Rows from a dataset
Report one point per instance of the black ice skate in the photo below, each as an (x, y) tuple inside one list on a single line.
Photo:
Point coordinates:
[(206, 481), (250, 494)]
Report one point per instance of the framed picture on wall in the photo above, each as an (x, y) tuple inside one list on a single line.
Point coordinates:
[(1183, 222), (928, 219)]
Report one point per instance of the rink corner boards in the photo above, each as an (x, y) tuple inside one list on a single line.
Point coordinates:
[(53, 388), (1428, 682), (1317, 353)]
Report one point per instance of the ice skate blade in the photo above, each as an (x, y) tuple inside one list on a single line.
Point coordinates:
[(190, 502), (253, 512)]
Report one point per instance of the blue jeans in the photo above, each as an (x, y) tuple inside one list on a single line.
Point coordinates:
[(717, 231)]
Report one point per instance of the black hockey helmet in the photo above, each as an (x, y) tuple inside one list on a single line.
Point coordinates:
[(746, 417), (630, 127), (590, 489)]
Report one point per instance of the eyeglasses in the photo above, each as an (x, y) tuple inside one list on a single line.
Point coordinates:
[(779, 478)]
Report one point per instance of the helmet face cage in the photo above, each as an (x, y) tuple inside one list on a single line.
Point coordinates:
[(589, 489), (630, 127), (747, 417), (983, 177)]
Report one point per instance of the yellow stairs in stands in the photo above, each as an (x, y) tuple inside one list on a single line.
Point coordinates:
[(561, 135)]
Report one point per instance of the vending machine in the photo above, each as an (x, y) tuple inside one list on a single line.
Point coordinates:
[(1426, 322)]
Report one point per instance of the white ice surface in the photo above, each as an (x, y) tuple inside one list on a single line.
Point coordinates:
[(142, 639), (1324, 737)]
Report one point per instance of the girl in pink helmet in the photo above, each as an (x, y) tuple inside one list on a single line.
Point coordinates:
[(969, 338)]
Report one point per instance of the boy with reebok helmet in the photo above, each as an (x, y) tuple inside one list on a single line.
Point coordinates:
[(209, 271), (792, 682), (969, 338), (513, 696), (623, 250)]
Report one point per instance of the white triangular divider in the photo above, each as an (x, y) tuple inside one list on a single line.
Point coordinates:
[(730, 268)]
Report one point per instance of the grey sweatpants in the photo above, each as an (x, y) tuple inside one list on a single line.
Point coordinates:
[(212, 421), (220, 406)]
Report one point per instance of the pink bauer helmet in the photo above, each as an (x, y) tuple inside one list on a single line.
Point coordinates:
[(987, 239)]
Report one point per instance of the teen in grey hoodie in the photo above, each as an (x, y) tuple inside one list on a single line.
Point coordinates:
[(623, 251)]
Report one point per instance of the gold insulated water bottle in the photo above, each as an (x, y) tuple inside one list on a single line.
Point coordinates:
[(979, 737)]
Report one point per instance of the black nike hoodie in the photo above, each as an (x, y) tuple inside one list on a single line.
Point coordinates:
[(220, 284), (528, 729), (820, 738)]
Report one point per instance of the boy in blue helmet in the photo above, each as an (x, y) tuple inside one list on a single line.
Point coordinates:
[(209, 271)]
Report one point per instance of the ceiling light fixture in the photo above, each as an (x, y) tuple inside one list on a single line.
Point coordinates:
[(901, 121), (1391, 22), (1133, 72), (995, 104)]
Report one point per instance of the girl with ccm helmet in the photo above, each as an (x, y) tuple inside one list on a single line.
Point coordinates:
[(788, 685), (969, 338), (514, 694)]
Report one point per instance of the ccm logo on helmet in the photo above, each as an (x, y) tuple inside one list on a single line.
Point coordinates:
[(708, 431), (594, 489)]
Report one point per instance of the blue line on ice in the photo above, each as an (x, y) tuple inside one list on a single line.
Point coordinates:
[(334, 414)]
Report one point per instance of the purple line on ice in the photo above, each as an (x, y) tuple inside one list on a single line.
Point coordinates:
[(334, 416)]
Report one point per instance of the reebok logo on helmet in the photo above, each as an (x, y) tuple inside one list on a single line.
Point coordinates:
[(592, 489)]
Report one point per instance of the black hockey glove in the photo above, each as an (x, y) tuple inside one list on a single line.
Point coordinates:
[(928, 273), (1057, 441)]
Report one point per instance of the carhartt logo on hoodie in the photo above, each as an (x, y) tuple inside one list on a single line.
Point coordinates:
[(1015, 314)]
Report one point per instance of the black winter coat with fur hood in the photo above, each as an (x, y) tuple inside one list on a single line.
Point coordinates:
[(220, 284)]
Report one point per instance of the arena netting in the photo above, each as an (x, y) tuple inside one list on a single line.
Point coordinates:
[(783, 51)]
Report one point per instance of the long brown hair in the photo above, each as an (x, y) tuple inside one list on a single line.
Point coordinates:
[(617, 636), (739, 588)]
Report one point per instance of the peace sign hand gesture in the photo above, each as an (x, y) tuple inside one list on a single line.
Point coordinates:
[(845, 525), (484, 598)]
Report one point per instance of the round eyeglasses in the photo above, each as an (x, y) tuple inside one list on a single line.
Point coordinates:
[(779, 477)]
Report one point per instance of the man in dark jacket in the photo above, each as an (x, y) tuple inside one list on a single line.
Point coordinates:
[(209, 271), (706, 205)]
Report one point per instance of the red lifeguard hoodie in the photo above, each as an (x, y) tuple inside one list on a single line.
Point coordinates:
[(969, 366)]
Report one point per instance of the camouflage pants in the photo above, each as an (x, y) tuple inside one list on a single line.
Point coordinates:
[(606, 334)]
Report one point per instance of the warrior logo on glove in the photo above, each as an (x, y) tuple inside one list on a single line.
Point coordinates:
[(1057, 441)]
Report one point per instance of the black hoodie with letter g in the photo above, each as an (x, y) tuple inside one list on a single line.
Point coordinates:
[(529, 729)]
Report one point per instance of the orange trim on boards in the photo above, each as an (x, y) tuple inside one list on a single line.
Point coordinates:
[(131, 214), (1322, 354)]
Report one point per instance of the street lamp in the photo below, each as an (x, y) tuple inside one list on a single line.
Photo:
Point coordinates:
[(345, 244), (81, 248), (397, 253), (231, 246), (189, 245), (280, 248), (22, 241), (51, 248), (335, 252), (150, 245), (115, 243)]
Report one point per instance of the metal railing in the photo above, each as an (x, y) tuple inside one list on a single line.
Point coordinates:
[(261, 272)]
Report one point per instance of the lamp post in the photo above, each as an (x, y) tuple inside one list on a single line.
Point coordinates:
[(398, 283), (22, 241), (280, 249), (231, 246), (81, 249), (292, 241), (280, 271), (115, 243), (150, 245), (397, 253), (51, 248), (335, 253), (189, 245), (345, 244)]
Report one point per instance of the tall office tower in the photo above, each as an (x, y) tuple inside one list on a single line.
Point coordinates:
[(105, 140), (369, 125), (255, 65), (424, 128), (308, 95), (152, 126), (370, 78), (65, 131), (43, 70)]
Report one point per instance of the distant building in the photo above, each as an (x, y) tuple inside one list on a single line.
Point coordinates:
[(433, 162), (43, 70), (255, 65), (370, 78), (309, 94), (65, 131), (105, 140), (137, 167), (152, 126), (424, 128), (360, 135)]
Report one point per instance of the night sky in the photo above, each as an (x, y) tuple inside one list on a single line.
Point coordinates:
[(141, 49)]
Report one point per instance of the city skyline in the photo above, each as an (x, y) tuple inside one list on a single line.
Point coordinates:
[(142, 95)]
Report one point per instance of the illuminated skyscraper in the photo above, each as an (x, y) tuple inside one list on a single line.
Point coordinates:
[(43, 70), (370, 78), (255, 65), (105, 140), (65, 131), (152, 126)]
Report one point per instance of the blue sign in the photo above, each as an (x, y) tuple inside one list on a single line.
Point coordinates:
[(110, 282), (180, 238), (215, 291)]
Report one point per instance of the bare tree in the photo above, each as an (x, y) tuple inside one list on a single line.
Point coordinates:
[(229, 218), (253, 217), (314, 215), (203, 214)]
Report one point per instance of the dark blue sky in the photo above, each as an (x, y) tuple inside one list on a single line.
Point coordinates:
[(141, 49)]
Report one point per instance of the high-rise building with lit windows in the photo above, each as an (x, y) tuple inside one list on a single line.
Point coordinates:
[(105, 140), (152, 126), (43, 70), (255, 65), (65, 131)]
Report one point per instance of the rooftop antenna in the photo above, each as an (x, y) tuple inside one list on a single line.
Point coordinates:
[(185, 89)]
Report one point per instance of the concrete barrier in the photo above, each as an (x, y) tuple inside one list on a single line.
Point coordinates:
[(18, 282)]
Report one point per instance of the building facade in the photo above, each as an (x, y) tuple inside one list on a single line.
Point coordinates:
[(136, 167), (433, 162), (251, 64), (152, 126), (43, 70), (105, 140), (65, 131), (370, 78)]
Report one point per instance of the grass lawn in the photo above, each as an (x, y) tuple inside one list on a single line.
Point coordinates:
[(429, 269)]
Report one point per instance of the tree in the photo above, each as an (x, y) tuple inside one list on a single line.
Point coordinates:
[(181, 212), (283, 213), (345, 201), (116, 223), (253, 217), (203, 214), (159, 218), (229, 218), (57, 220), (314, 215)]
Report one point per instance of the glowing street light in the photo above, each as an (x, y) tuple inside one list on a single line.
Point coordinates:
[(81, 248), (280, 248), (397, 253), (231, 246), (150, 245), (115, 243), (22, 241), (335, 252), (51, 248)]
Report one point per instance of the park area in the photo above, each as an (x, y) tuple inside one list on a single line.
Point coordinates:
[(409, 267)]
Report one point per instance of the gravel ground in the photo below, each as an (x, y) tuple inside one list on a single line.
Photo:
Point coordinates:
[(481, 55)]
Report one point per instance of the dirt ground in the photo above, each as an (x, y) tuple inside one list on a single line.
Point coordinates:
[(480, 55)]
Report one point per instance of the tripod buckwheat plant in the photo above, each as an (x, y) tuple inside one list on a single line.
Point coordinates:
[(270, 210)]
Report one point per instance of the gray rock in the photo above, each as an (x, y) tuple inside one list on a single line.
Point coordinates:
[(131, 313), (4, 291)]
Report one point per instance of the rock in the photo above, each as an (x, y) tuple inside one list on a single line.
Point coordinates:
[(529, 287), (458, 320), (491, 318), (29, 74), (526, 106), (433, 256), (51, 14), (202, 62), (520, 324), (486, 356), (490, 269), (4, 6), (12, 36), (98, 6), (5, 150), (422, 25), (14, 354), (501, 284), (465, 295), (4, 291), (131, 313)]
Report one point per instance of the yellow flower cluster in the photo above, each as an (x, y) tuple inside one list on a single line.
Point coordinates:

• [Written instruction] Reproduce word for word the lines of the entries above from the line containing "Report one point per instance of the boy in" through the line containing "[(592, 489)]", including both of those lines.

• [Result for this task]
Report one point per instance of the boy in blue helmet in the photo above, each as an (x, y) tuple inside one list on a single line.
Point coordinates:
[(209, 271)]
Report one point per instance of the ceiling light fixture in the photo above, each as an (x, y) tuple inside one list on a single line.
Point coordinates:
[(901, 121), (1391, 22), (1133, 72), (995, 104)]
Report one point per instance of the girl with ccm helmet in the photo above, each as an (x, y) tuple inside one list on a single line.
Point coordinates:
[(788, 685), (969, 338), (514, 694)]
Report one point per instance of the ccm logo on helmet in the photo above, each as an (x, y) tuple inside one list on a single line.
Point coordinates:
[(708, 431), (594, 489)]
Report one point per instance of the blue line on ice in the photo above, each as an (x, y) tuple inside one list on a single line.
Point coordinates:
[(334, 414)]
Report one point per instance of the purple line on ice in the photo above, each as an (x, y) tuple inside one list on a single line.
Point coordinates:
[(334, 416)]
Report one point per instance of the reebok logo on helmet in the photo above, each as an (x, y) tuple inside one list on a single line.
Point coordinates:
[(592, 489)]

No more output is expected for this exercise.